Records to process:
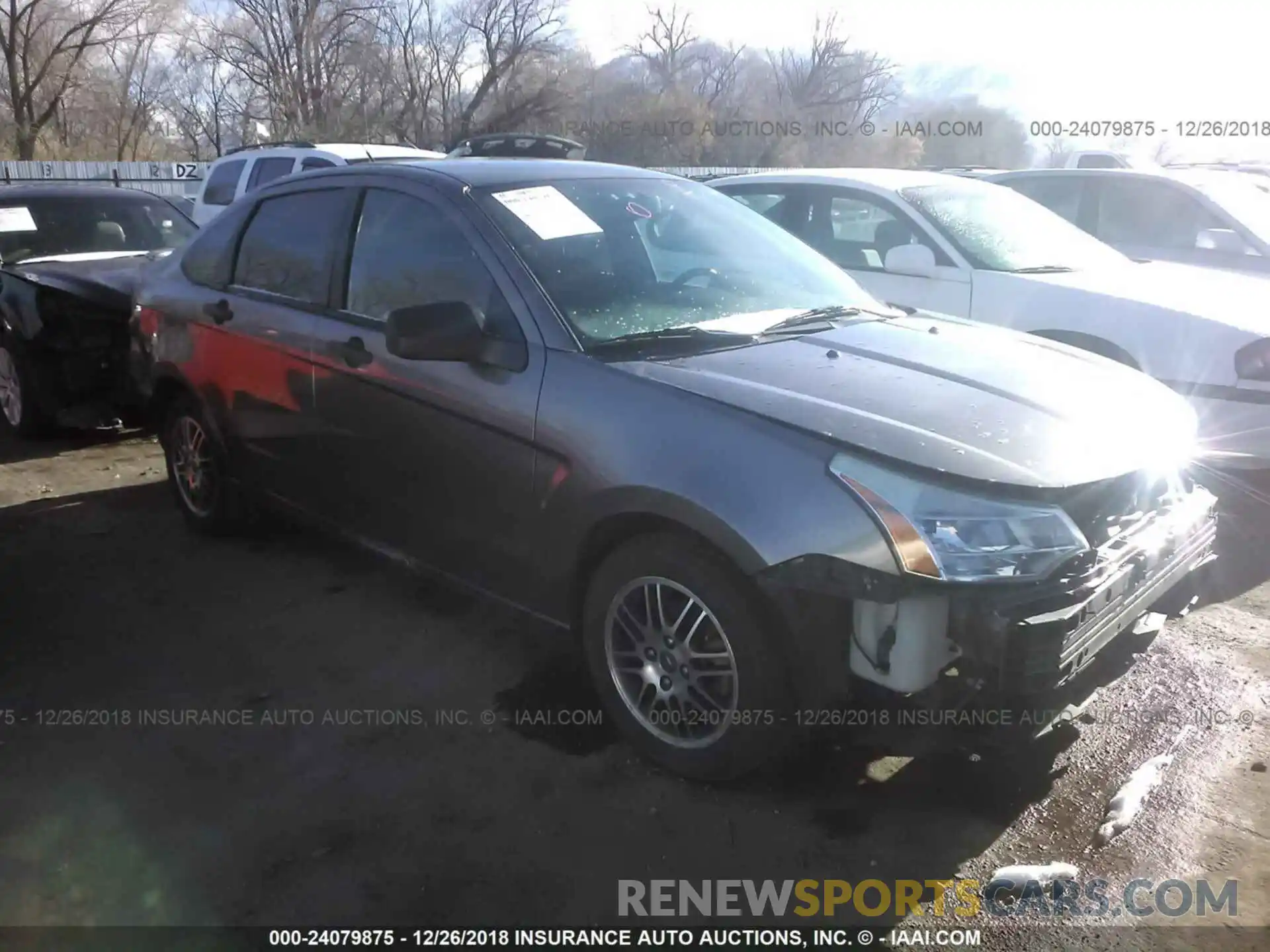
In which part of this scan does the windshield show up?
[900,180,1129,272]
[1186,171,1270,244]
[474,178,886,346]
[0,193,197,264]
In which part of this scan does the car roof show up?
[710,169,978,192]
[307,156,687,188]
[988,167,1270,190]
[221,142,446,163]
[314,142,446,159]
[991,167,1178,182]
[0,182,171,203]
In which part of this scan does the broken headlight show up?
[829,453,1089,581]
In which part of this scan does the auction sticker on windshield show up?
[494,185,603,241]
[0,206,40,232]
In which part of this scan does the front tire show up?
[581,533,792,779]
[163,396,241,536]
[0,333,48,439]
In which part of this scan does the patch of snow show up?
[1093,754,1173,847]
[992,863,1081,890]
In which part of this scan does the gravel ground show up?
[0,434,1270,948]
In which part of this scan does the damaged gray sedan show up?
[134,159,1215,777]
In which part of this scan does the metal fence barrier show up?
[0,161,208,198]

...

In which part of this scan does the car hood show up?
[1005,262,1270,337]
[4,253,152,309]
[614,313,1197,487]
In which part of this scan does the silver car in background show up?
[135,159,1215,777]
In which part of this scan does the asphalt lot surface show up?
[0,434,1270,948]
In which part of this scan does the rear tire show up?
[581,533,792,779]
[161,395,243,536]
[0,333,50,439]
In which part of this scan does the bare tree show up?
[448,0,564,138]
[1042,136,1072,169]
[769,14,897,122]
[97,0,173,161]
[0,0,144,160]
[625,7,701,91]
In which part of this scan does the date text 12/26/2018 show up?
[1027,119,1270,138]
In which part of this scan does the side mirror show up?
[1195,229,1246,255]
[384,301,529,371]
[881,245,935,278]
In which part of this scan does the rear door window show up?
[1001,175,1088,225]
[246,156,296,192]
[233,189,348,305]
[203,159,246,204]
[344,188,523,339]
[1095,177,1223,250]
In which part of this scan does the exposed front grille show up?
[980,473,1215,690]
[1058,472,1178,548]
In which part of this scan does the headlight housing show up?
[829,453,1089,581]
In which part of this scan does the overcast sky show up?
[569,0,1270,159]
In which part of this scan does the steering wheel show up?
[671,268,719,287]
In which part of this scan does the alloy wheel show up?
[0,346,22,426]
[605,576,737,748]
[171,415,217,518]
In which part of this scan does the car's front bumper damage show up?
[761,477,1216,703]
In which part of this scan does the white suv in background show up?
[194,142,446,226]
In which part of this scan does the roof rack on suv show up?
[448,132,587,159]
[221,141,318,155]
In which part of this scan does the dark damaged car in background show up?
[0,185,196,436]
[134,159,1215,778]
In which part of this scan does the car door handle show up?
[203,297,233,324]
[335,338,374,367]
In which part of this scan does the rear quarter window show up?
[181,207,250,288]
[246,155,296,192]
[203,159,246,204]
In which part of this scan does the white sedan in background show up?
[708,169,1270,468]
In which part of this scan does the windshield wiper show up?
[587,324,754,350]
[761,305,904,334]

What the task requires: Change "show up" to "appear" in the stretch of lines from the one containing "In which part of this scan does the windshield show" through the one containing "[0,161,208,198]". Return only those lines, with nothing else altered.

Task answer:
In which part of this scan does the windshield appear?
[900,180,1129,272]
[1186,171,1270,244]
[474,178,886,346]
[0,193,197,264]
In which part of this scan does the car roof appear?
[710,169,978,192]
[307,156,687,188]
[988,167,1270,190]
[221,142,446,163]
[314,142,446,159]
[991,167,1178,182]
[0,182,171,203]
In which part of this scan does the broken headlight appear?
[829,453,1089,581]
In which part of this scan does the auction sticker on windshield appear?
[494,185,603,241]
[0,206,40,232]
In which part of this scan does the front tire appear?
[581,533,792,779]
[163,396,241,536]
[0,333,48,439]
In which part of this scan does the patch of snow appear?
[1093,754,1173,847]
[992,863,1081,890]
In which part of this scan does the gravel ground appear?
[0,434,1270,948]
In which part of this scan does the damaged gray sedan appear?
[134,159,1215,777]
In which part of this scan does the metal fence barrier appear?
[0,161,208,198]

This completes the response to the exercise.